EXERCISE AIM = The entries are to be given again in full. Every word must match.

Collected data =
--

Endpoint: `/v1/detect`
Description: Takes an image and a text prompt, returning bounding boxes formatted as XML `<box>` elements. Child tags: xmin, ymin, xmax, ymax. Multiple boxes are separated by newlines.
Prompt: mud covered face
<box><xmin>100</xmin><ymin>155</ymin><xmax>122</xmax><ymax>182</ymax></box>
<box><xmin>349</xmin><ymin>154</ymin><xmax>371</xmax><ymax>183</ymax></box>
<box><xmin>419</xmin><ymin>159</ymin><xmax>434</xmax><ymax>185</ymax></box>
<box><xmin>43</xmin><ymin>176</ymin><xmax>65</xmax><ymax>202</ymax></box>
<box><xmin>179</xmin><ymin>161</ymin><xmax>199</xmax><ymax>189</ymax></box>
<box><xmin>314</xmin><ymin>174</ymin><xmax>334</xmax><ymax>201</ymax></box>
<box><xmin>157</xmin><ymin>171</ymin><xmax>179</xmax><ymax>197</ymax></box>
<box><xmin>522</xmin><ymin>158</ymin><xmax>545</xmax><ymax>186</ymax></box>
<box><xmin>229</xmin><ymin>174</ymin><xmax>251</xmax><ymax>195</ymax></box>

--

FINISHED EXERCISE =
Endpoint: `/v1/detect`
Description: Takes an image and a text prompt, returning bounding boxes formatted as XML `<box>` elements. Child tags: xmin, ymin, xmax, ymax. Multiple boxes are separated by newlines.
Prompt: mud covered face
<box><xmin>100</xmin><ymin>155</ymin><xmax>122</xmax><ymax>182</ymax></box>
<box><xmin>349</xmin><ymin>154</ymin><xmax>371</xmax><ymax>183</ymax></box>
<box><xmin>419</xmin><ymin>159</ymin><xmax>434</xmax><ymax>185</ymax></box>
<box><xmin>43</xmin><ymin>176</ymin><xmax>65</xmax><ymax>202</ymax></box>
<box><xmin>179</xmin><ymin>161</ymin><xmax>199</xmax><ymax>189</ymax></box>
<box><xmin>314</xmin><ymin>174</ymin><xmax>334</xmax><ymax>201</ymax></box>
<box><xmin>157</xmin><ymin>171</ymin><xmax>179</xmax><ymax>197</ymax></box>
<box><xmin>522</xmin><ymin>158</ymin><xmax>545</xmax><ymax>186</ymax></box>
<box><xmin>229</xmin><ymin>174</ymin><xmax>251</xmax><ymax>195</ymax></box>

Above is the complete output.